*Passage shown:*
Well...that's the thing. The wood chips are placed way before that seeder would ever arrive and by that time they've composted down into soil and only the top layer is still wood chip. So you aren't raking back 6-10 in. of wood chips by then....maybe 2-4 or maybe just 2.

Now, one could do that or continue to compact the soil and overload it with heavy nitrogen manure until everything in it dies, then disturb the soil so that no microbial life that keeps it healthy and thriving can get established, and keep doing that and doing that each year, wondering why you have to labor so very hard to keep the weeds out, to keep the vegetables watered, to keep the soil producing.

Or, you can take the time it takes to rake back a few inches of wood chips before you plant. To me it's an easy choice, but maybe some folks love to struggle so much? I'm not one of them.
 
Would depend on how quickly those wood chips decomposed....which would depend on a plethora of other variables.
 
Yep....it does. But it's worth the wait...if applied in the fall, the wait isn't too long. Keeps the chickens healthier and provides them with foraging opportunities, keeps the soil healthier, instead of removing from the soil each year it actually adds compost back to it on a continuous basis, retains moisture to the crops, disperses moisture when it's a too rainy season, and suppresses weeds.
 
I've been gardening the Ruth Stout method for about 30 years, and would not have had it any other way all of those years. My well supply is poor. Even in a wet year, if I were to water my garden the way a lot of folks do, my water supply would have turned cloudy with silt at the bottom of every glass of water. Mulching has saved me LOTS of watering, lots of weeding, has vastly improved my soil, allowed me to start working my soil 6 weeks before my neighbors who keep bare soil and use a tiller. The only down side to using the hay mulch all of thes years is that the hay melts into the soil so fast that by the end of the summer, the 6" layer always disappears! I was replenishing it every season, and when time and funds allowed, twice a season. I'm looking forward to converting to BTE so that the mulch I put in place will last through one season and into the next season! Mulch helps dry soil to retain moisture. It helps soil with too much moisture to dry out a bit (since that mulch holds the moisture like a sponge, allowing the soil underneath to remain a bit dryer. As the soil dries out, the mulch releases more water) It keeps heavy wet clay soil from turning into cement because you won't be working it with a tiller and creating a hard pan. It improves the texture of both sandy and clay soil by adding lots of humus. My Troybilt sits in the garage. It takes a fraction of the time to use a stainless steel garden for, to open up a planting row, drop the seeds in and pull the mulch back. No need to till up a whole garden bed. No need to disturb the soil structure, or the microbes or worms!

*Set exercise 1:*
Quote the mulching passage between "Now, one could" and "the soil producing.", inclusive.

*Provided entries:*

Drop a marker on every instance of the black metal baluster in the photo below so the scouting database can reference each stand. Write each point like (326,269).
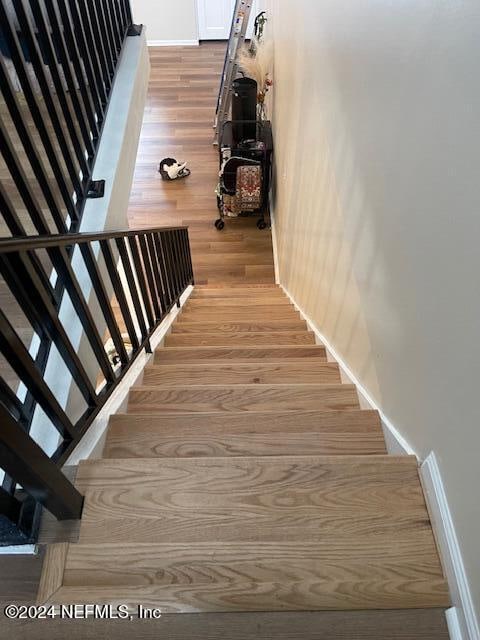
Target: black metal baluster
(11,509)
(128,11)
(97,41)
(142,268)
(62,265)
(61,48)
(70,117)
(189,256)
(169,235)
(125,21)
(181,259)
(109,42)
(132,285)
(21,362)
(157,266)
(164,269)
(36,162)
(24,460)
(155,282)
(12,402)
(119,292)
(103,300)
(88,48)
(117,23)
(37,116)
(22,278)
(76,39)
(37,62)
...
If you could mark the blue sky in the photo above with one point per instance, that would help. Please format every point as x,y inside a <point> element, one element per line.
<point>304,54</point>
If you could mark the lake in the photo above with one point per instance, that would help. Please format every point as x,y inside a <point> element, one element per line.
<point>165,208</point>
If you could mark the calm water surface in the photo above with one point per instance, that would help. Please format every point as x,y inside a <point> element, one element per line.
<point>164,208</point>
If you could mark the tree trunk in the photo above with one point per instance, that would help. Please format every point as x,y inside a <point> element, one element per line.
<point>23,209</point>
==
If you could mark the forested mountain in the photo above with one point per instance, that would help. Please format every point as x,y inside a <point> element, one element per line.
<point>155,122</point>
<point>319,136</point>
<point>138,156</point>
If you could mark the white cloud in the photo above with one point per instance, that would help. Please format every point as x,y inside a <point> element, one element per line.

*Set exercise 2:*
Rewrite the records between the lines holding "If you could mark the tree" and "<point>23,209</point>", inclusive, swapping "tree trunk" for "tree stump" and leaving everything else unchanged; give only those lines.

*Output 1:*
Now, one could do that or continue to compact the soil and overload it with heavy nitrogen manure until everything in it dies, then disturb the soil so that no microbial life that keeps it healthy and thriving can get established, and keep doing that and doing that each year, wondering why you have to labor so very hard to keep the weeds out, to keep the vegetables watered, to keep the soil producing.

*Output 2:*
If you could mark the tree stump in the photo above with one point per instance, that would help. Please format every point as x,y inside a <point> element, one element per line.
<point>23,209</point>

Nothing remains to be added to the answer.